▸ EXERCISE REQUIREMENTS
When you set down the entries, keep every word exactly as it is but drop the pictures.

▸ RECORDS SUPPLIED
______
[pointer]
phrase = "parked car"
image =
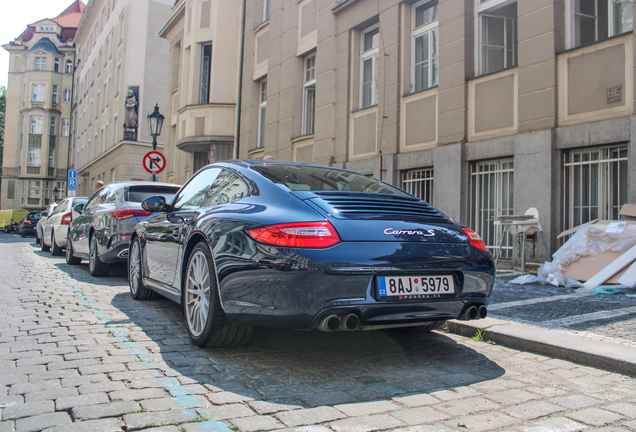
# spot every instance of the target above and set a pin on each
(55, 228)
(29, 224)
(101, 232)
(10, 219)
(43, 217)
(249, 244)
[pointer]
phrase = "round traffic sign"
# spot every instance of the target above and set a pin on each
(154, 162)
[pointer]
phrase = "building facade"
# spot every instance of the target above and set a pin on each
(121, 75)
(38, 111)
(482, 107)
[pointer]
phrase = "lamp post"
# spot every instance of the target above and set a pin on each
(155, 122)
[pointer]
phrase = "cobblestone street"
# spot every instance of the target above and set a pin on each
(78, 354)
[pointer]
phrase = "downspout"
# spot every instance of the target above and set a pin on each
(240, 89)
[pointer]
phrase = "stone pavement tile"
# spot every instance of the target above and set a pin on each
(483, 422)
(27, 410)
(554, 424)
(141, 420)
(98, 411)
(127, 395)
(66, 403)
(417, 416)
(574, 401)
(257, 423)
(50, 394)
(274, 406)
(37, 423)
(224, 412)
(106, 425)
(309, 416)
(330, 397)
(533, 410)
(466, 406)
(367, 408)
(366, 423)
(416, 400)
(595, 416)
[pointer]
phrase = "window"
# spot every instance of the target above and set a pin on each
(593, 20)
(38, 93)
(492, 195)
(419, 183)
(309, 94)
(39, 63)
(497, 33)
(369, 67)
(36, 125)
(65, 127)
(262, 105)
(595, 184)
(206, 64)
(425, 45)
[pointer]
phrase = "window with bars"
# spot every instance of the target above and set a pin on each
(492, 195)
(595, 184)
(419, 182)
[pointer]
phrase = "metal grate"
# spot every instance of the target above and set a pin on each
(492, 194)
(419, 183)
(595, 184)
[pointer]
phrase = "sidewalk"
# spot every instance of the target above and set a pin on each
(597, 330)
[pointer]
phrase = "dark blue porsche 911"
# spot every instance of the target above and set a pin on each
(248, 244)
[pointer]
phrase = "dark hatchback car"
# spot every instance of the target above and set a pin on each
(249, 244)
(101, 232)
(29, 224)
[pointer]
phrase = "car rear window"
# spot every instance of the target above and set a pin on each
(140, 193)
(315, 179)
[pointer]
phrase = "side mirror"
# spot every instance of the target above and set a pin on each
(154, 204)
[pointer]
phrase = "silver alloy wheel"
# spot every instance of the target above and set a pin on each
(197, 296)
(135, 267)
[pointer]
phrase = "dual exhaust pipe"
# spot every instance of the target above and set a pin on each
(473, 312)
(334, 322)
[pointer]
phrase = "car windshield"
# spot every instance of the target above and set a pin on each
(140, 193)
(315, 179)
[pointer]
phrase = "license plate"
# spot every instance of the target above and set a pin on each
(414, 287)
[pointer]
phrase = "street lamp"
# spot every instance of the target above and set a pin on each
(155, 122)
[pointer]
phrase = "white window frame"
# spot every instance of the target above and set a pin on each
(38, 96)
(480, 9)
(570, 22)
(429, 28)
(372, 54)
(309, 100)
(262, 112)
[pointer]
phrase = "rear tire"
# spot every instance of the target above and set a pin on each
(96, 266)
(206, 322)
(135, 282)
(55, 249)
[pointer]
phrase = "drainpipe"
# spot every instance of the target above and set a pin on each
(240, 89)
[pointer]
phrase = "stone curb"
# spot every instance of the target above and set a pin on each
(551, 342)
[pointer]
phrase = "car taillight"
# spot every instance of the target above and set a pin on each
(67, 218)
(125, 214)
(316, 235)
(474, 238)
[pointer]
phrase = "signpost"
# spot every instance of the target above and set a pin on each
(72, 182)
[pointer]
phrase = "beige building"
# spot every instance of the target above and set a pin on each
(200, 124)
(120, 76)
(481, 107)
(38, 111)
______
▸ TASK ANSWER
[pointer]
phrase = "parked car"
image =
# spot every instance of the target above and set a pin on each
(55, 228)
(29, 224)
(101, 232)
(10, 219)
(43, 217)
(249, 244)
[pointer]
phrase = "round traffic sign"
# spot every instance of the target above and set a pin on each
(154, 162)
[pointer]
phrase = "building facade"
# spot every instance of the target above and set a pin on each
(121, 75)
(38, 111)
(482, 107)
[pointer]
phrase = "lamp post"
# spot every instance of the target above and set a pin on each
(155, 122)
[pointer]
phrase = "cobblestone street"
# spot every instance of the target above and set a pin on each
(78, 354)
[pointer]
phrase = "downspout"
# spot every instance of the target above and set a pin on each
(240, 89)
[pointer]
phrase = "stone pavement tile"
# spot every instance of the target above and set a pin on each
(483, 422)
(27, 410)
(554, 424)
(141, 420)
(98, 411)
(127, 395)
(66, 403)
(417, 416)
(574, 401)
(257, 423)
(50, 394)
(274, 406)
(37, 423)
(224, 412)
(106, 425)
(309, 416)
(330, 397)
(533, 410)
(466, 406)
(367, 408)
(366, 423)
(416, 400)
(595, 416)
[pointer]
phrase = "window"
# spot every instance of the target above and set a pin on each
(593, 20)
(38, 93)
(492, 195)
(419, 183)
(309, 94)
(39, 63)
(497, 33)
(369, 67)
(36, 125)
(65, 127)
(262, 105)
(595, 184)
(206, 64)
(425, 45)
[pointer]
phrase = "window with bars"
# spot every instance of the target above and set a pin on each
(492, 195)
(595, 184)
(419, 182)
[pointer]
phrase = "metal grate"
# spot every instance of the target above and set a pin on each
(492, 194)
(419, 183)
(595, 184)
[pointer]
phrase = "sidewalk"
# spot every instance of the target above and set a pin on each
(597, 330)
[pointer]
phrase = "dark blue porsche 911"
# spot every instance of the target above and set a pin on each
(248, 244)
[pointer]
phrase = "dark hatchback car"
# spot every instance of the target above and set a pin on each
(249, 244)
(101, 232)
(29, 224)
[pointer]
phrase = "car rear window"
# spot every instance of the target above and set a pin on each
(140, 193)
(315, 179)
[pointer]
phrase = "side mirror"
# spot every instance of the target above and set a pin on each
(154, 204)
[pointer]
phrase = "silver alloy wheel"
# spot every instance of the target above and set a pin on each
(197, 296)
(135, 267)
[pointer]
phrase = "dual exhaust pipe"
# spot every instance of the target above and set a pin on each
(473, 312)
(334, 322)
[pointer]
phrase = "car windshield"
# spot every instance of the target above and set a pin on each
(140, 193)
(315, 179)
[pointer]
phrase = "license plate"
# spot every instance of the target above and set a pin on each
(414, 287)
[pointer]
phrase = "street lamp"
# spot every instance of the target above and set a pin on each
(155, 122)
[pointer]
phrase = "white window frame"
# spot every instance of the target above and set a pin on each
(38, 96)
(480, 9)
(570, 22)
(429, 28)
(372, 54)
(309, 100)
(262, 112)
[pointer]
phrase = "rear tire"
# spot every instance of the target above and set a pin on each
(96, 266)
(206, 322)
(135, 282)
(55, 249)
[pointer]
phrase = "drainpipe"
# spot every instance of the target above and set a pin on each
(240, 89)
[pointer]
phrase = "stone curb"
# spot every instance of the target above and set a pin on each
(551, 342)
[pointer]
phrase = "car taillight"
# spot every instance of the target above and set a pin on each
(67, 218)
(125, 214)
(316, 235)
(474, 238)
[pointer]
phrase = "signpost"
# spot every instance of the target above and set a pin on each
(72, 182)
[pointer]
phrase = "beige building"
# spot every instance of the target above and set a pin on each
(200, 124)
(120, 76)
(481, 107)
(38, 111)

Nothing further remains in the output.